_WORK ORDER:_ This exercise requires an exact copy of each line from the one containing "I would be grateful if you could spot the glowing" down to the last line below.

_STORED DATA:_

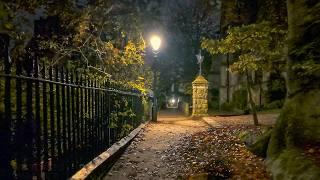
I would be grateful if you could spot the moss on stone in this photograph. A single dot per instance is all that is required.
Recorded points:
(292, 164)
(260, 146)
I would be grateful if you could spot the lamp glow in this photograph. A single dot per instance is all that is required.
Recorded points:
(155, 42)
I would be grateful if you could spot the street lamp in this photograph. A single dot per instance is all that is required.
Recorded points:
(200, 60)
(155, 42)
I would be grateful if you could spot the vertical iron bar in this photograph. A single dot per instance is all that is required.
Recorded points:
(19, 130)
(77, 119)
(29, 128)
(64, 114)
(45, 123)
(52, 120)
(92, 120)
(73, 120)
(58, 109)
(86, 127)
(38, 121)
(5, 119)
(81, 113)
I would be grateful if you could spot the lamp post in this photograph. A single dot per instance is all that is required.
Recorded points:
(200, 60)
(155, 42)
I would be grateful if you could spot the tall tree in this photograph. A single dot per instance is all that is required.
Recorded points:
(298, 126)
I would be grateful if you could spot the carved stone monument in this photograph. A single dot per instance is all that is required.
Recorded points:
(200, 97)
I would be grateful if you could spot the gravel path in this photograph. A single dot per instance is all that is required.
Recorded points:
(177, 147)
(145, 157)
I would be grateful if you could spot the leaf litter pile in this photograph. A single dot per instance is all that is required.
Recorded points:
(216, 153)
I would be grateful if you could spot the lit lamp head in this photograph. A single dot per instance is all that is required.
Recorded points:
(173, 100)
(155, 43)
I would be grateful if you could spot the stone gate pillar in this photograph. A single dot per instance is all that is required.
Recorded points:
(199, 97)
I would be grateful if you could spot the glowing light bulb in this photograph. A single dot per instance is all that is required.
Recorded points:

_REPLY TO THE EXERCISE:_
I would be grateful if you could spot the glowing light bulb in this photograph. A single dot per instance is all that is required.
Recorded points:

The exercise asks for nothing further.